[Recorded data]
--
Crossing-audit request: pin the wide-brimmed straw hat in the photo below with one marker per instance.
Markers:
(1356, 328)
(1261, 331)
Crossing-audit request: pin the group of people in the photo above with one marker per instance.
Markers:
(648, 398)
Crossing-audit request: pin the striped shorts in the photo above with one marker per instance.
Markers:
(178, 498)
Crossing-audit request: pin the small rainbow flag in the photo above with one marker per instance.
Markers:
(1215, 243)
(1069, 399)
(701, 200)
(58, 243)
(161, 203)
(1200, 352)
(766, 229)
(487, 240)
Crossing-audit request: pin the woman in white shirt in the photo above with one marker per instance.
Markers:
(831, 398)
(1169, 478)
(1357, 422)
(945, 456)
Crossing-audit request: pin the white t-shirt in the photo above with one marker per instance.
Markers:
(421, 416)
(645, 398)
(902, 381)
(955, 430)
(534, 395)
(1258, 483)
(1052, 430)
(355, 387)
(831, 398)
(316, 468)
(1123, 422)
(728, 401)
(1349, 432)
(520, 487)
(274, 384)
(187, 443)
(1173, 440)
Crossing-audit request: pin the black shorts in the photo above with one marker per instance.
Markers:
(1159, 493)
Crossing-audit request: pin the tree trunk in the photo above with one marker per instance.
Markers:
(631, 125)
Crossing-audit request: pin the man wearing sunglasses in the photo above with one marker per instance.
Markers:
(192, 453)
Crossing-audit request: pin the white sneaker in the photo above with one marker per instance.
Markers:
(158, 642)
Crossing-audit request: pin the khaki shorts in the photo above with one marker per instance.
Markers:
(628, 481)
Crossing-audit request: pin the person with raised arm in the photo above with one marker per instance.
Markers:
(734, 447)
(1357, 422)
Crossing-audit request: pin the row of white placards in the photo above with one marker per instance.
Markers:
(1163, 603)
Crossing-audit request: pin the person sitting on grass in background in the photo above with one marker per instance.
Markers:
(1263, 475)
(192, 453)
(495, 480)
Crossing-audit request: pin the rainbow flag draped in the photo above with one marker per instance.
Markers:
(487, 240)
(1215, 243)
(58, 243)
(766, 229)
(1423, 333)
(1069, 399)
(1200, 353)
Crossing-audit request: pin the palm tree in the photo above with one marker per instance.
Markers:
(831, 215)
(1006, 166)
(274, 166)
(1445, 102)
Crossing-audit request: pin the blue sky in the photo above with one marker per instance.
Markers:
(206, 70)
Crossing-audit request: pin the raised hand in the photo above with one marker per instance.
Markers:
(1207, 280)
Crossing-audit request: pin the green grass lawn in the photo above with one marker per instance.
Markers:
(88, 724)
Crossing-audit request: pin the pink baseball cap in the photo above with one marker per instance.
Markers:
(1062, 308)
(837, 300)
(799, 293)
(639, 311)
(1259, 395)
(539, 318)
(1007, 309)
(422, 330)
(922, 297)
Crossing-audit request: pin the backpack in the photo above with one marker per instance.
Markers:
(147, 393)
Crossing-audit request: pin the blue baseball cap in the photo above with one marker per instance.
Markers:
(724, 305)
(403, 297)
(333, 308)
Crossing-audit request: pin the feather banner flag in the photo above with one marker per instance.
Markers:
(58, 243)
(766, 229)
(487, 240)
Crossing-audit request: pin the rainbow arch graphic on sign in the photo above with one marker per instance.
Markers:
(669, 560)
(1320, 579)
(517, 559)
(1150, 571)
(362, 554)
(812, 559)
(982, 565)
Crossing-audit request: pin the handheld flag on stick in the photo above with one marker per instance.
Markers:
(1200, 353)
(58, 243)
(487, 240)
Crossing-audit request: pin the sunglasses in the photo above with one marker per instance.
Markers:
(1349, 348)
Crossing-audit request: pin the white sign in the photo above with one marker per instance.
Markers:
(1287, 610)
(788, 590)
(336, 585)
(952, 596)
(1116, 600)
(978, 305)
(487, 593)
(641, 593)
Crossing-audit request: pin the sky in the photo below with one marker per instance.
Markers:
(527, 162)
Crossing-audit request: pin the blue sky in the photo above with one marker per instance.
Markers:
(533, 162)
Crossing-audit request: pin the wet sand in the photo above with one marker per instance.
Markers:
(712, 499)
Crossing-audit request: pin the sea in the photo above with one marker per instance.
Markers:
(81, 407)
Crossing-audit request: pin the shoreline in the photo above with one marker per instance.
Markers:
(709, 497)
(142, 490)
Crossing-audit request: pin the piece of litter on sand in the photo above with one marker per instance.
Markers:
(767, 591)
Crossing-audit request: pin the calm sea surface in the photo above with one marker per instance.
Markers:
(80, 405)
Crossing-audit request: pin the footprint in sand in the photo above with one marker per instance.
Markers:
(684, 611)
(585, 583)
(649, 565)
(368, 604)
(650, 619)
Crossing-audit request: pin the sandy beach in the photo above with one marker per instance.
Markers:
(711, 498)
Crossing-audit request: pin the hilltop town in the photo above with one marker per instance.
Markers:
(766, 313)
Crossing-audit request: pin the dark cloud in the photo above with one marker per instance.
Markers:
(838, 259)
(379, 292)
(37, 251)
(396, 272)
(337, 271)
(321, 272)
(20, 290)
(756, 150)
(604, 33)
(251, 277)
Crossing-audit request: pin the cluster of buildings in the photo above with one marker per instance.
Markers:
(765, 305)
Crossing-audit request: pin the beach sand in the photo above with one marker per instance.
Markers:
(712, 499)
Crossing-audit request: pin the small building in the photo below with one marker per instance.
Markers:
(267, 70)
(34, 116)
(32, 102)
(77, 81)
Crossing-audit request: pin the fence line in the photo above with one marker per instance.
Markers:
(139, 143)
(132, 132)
--
Given task - Reproduce every line of the recorded data above verbatim, from the first record through the last.

Response to this task -
Crossing-audit request: pin the wide-brimmed straw hat in the photo below with one marker per instance.
Markers:
(1356, 328)
(1261, 331)
Crossing-audit request: pin the group of people in the photo above with one marker per instance.
Markers:
(648, 398)
Crossing-audit request: pin the striped shorts in the photo above with one marker per instance.
Markers:
(178, 498)
Crossing-audit request: pin the small rainbow flag in the photo above with one marker per instance.
Markers:
(1215, 243)
(1069, 399)
(701, 200)
(58, 243)
(161, 203)
(1200, 352)
(766, 229)
(487, 240)
Crossing-audit request: pin the woman in white shirt in the photo above with one marker per instance.
Markers:
(831, 398)
(1169, 478)
(1357, 422)
(945, 456)
Crossing-audit request: pin the white t-shirt in the photo above with one marker per instance.
Markers:
(421, 416)
(645, 398)
(902, 381)
(955, 430)
(534, 395)
(1258, 483)
(1052, 430)
(355, 387)
(831, 398)
(316, 468)
(1123, 422)
(728, 401)
(1349, 432)
(520, 487)
(274, 384)
(187, 443)
(1173, 440)
Crossing-audit request: pin the black shorts in the photo above with one marker per instance.
Markers:
(1159, 493)
Crossing-audit request: pin the tree trunk in the photo above with one marker per instance.
Markers:
(631, 125)
Crossing-audit request: pin the man wearing sunglasses in the photo above with one marker per instance.
Markers:
(192, 453)
Crossing-audit request: pin the white sneaker in the photo above with one marker per instance.
Markers:
(158, 642)
Crossing-audit request: pin the khaki shorts in the photo above with one marker per instance.
Markers:
(628, 481)
Crossing-audit request: pin the person with raised arm in the photo above with one marker per instance.
Markers:
(734, 447)
(1357, 422)
Crossing-audit request: pin the row of white placards in the photo above with one marker per instance.
Markers:
(1163, 603)
Crossing-audit request: pin the person sitting on grass in background in the photo above with one marker per instance.
Markers:
(1263, 475)
(192, 453)
(495, 480)
Crossing-audit request: pin the rainbow flag draped in the photo above with one marker per instance.
Markers:
(487, 240)
(1215, 243)
(58, 243)
(766, 229)
(1423, 333)
(1069, 399)
(1200, 353)
Crossing-audit request: pin the palm tree in the photo above with one marker per instance.
Markers:
(831, 215)
(1006, 166)
(274, 166)
(1445, 102)
Crossing-audit request: pin the blue sky in the photo above with one marker per instance.
Markers:
(206, 70)
Crossing-audit request: pin the raised hand in the photo above with one marker per instance.
Markers:
(1207, 280)
Crossing-audit request: pin the green grass lawn in the photo above with one marker per instance.
Markers:
(88, 724)
Crossing-audit request: pin the pink baseball cap in the photo above with one marker per instance.
Markers:
(1062, 308)
(837, 300)
(799, 293)
(639, 311)
(1259, 395)
(539, 318)
(1007, 309)
(422, 330)
(922, 297)
Crossing-audit request: pin the backpack in the photo above with one marker per instance.
Markers:
(147, 393)
Crossing-audit request: pin the blue baseball cap in the photo above with one marker per instance.
Markers:
(724, 305)
(403, 297)
(333, 308)
Crossing-audit request: pin the feather banner flag in the photo above with one marker per instance.
Markers:
(58, 243)
(766, 229)
(487, 240)
Crossing-audit request: pin the rainbow arch graphic on sign in the photo above with one marker per instance.
Markers:
(669, 560)
(1320, 579)
(517, 559)
(1150, 571)
(362, 554)
(812, 559)
(982, 565)
Crossing-audit request: pin the handheld flag on stick in the photo above with one marker per instance.
Markers:
(1200, 353)
(58, 243)
(487, 240)
Crossing-audit request: pin the sunglasses in the photo above with one marker per instance.
Markers:
(1349, 348)
Crossing-audit request: pin the white sign in the photo above with one marker per instance.
Markers:
(1287, 610)
(788, 590)
(336, 585)
(952, 596)
(1116, 600)
(978, 305)
(487, 593)
(641, 593)
Crossing-audit request: pin the sky in the photo below with one marker per instance.
Markers:
(527, 162)
Crossing-audit request: pin the blue sky in the photo above with one marker per instance.
Markers:
(533, 162)
Crossing-audit request: pin the wet sand in the photo above with one marker per instance.
Markers:
(712, 499)
Crossing-audit request: pin the sea in the photo above with one marker per instance.
Markers:
(81, 407)
Crossing-audit request: pin the shoreline in the photo above with one marker per instance.
Markers:
(709, 497)
(142, 490)
Crossing-audit request: pin the piece of litter on sand in the photo above with one marker per instance.
Markers:
(767, 591)
Crossing-audit request: pin the calm sea surface in the photo above with one marker per instance.
Markers:
(80, 405)
Crossing-audit request: pin the footprint in sand in the photo above with one marker per instance.
Markers:
(684, 611)
(585, 583)
(649, 565)
(368, 604)
(650, 619)
Crossing-audit request: pin the sandy beach in the photo above with one marker per instance.
Markers:
(711, 498)
Crossing-audit request: pin the hilltop town in the photo above with one marker per instance.
Markers:
(766, 313)
Crossing-audit request: pin the dark cloud in the photo above with one marker per instance.
Markers:
(838, 259)
(379, 292)
(37, 251)
(396, 272)
(337, 271)
(321, 272)
(20, 290)
(756, 150)
(604, 33)
(251, 277)
Crossing-audit request: pin the cluster of buildings in the photo above with one marker per instance.
Markers:
(765, 305)
Crossing-audit request: pin the beach sand in the photo above with one marker per instance.
Markers:
(712, 499)
Crossing-audit request: pin the small building in the photo below with one marker per instance.
Markers:
(267, 70)
(34, 116)
(32, 102)
(77, 81)
Crossing-audit request: pin the fence line in the photo above with one marker per instance.
Markers:
(139, 143)
(132, 132)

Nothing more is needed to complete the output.